Directions for this task: Rewrite the data below, replacing "stone planter" with "clay planter" everywhere and leaving everything else untouched. Omit the pictures from your output.

[Begin Data lines]

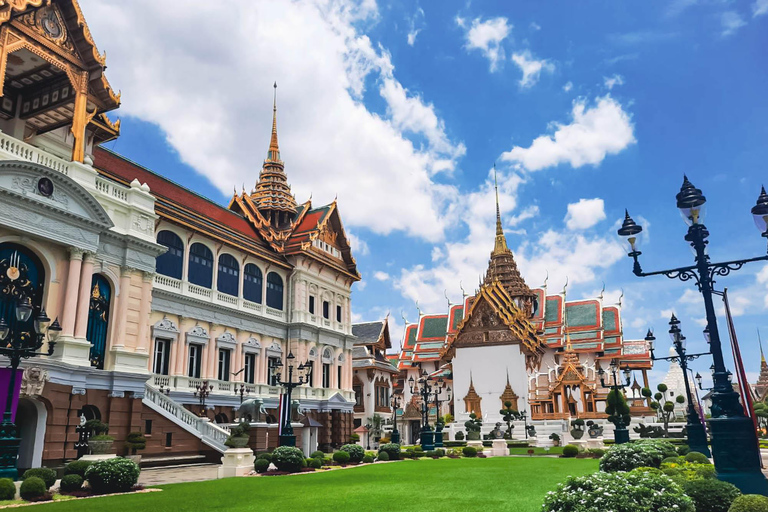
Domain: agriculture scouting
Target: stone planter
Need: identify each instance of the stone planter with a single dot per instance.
(239, 441)
(100, 447)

[End Data lines]

Exercise answer:
Domain: agriculture scouting
Target: clay planter
Need: identify each instance of the clay planter with a single dot per instance.
(239, 441)
(100, 447)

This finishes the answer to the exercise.